Required tasks
a) Answer these questions about the FixedPoint documentation:
(i) What method does sqrt use to compute the square root?
(ii) How many u64 limbs store the U256 representation?
(iii) Which error does log return when base is 1?
b) Reproduce the stretch of the FixedPoint documentation from "Checks if this" through "4 u64 limbs.".

Reading passage
Computes the natural logarithm (ln).

Returns

ln(self)

Errors

• MathError::InvalidInput - If self is zero or negative

Examples

let e = FixedPoint::from_f64(2.718281828)?;
let ln_e = e.ln()?; // ≈ 1.0

pub fn exp(&self) -> Result<Self>

Computes the exponential function (e^x).

Returns

e^self

Errors

• MathError::Overflow - If self is too large

Examples

let x = FixedPoint::from_int(1);
let e = x.exp()?; // ≈ 2.718281828

pub fn sqrt(&self) -> Result<Self>

Computes the square root using Newton’s method.

Returns

√self

Examples

let x = FixedPoint::from_int(25);
let sqrt = x.sqrt()?; // 5

pub fn log10(&self) -> Result<Self>

Computes the base-10 logarithm.

Uses the identity: log10(x) = ln(x) / ln(10)

Returns

log₁₀(self)

Errors

• MathError::InvalidInput - If self is zero

pub fn log2(&self) -> Result<Self>

Computes the base-2 logarithm.

Uses the identity: log2(x) = ln(x) / ln(2)

Returns

log₂(self)

Errors

• MathError::InvalidInput - If self is zero

pub fn log(&self, base: &Self) -> Result<Self>

Computes the logarithm with a custom base.

Uses the identity: log_base(x) = ln(x) / ln(base)

Arguments

• base - The logarithm base

Returns

log_base(self)

Errors

• MathError::InvalidInput - If self or base is zero or base is 1

pub fn abs(&self) -> Self

Returns the absolute value.

For unsigned fixed-point numbers, this is always the identity function.

Examples

let x = FixedPoint::from_int(5);
assert_eq!(x.abs(), x);

pub fn min(&self, other: &Self) -> Self

Returns the minimum of two values.

Arguments

• other - The value to compare with

Examples

let x = FixedPoint::from_int(5);
let y = FixedPoint::from_int(3);
assert_eq!(x.min(&y), y);

pub fn max(&self, other: &Self) -> Self

Returns the maximum of two values.

Arguments

• other - The value to compare with

Examples

let x = FixedPoint::from_int(5);
let y = FixedPoint::from_int(3);
assert_eq!(x.max(&y), x);

pub fn is_zero(&self) -> bool

Checks if this value is zero.

Returns

true if the value is exactly zero, false otherwise

pub fn debug_value(&self) -> (u64, u64, u64, u64)

Returns the raw internal U256 representation for debugging.

The U256 is stored as 4 u64 limbs.

Returns

A tuple of (limb0, limb1, limb2, limb3)

pub fn frac(&self) -> Result<Self>

Returns the fractional part of this number.

For example, the fractional part of 5.7 is 0.7.

Examples

let x = FixedPoint::from_fraction(5, 7, 10)?; // 5.7
let frac = x.frac()?;
// frac ≈ 0.7

pub fn floor(&self) -> Self

Returns the integer part (floor) of this number.

Excerpts of annotation records:

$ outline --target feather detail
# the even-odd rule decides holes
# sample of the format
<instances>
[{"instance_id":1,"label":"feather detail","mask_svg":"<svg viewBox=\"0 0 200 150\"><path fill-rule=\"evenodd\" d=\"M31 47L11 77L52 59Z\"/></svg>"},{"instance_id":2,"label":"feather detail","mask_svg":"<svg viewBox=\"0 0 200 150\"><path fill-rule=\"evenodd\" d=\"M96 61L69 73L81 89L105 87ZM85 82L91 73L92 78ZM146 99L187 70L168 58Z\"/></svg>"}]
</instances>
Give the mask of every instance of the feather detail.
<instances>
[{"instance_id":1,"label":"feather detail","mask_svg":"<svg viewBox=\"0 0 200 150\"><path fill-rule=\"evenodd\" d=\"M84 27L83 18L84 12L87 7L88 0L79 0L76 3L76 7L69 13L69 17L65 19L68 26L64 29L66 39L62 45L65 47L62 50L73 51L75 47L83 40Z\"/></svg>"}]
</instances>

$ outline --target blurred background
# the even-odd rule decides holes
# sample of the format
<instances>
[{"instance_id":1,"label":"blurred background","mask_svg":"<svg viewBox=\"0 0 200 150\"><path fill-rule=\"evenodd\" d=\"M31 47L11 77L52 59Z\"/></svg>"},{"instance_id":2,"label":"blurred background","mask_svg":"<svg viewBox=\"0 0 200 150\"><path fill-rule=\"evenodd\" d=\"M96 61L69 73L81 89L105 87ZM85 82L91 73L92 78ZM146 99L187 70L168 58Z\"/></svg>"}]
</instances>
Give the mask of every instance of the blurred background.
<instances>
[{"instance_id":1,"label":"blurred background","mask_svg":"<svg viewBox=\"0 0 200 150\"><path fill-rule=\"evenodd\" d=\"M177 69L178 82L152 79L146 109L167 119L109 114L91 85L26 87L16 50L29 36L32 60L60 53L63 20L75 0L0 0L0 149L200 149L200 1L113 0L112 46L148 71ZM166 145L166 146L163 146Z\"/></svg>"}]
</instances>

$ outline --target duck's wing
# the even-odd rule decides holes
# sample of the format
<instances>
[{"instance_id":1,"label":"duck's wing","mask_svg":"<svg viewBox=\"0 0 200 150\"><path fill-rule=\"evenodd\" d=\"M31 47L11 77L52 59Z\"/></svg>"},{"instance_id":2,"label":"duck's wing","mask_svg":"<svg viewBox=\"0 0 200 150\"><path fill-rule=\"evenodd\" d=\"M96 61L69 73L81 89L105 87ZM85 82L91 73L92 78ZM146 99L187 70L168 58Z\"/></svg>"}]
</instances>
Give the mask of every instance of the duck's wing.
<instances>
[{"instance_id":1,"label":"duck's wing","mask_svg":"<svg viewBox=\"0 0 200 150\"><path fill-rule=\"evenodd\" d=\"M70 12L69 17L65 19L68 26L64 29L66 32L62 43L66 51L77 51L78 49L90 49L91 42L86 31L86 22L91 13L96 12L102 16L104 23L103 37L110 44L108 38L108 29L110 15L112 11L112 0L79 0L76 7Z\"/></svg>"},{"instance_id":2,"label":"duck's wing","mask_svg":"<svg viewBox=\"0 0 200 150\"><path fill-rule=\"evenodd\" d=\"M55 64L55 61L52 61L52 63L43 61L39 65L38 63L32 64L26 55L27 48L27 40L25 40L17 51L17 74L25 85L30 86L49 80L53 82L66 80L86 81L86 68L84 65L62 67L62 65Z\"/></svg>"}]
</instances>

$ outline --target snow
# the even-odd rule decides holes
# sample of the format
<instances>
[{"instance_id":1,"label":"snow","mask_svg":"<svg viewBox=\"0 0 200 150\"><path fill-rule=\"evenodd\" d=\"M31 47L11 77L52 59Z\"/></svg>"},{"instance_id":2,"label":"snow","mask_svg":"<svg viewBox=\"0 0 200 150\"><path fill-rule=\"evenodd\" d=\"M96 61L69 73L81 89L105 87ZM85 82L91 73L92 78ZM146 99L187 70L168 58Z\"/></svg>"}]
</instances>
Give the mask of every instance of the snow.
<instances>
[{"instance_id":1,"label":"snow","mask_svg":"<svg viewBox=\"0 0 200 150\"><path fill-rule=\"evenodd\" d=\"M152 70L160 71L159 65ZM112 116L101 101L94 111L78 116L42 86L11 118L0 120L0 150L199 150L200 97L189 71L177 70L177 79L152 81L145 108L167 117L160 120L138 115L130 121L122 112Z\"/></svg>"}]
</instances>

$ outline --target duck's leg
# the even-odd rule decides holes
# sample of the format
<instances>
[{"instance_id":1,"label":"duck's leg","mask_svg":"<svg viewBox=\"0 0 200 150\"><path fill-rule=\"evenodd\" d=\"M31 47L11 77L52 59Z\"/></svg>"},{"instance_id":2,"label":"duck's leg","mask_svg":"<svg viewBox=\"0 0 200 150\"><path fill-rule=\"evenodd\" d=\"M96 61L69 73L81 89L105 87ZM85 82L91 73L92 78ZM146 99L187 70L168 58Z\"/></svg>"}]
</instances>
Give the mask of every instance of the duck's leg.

Results for each task
a)
(i) Newton's method
(ii) 4
(iii) MathError::InvalidInput

b)
Checks if this value is zero.

Returns

true if the value is exactly zero, false otherwise

pub fn debug_value(&self) -> (u64, u64, u64, u64)

Returns the raw internal U256 representation for debugging.

The U256 is stored as 4 u64 limbs.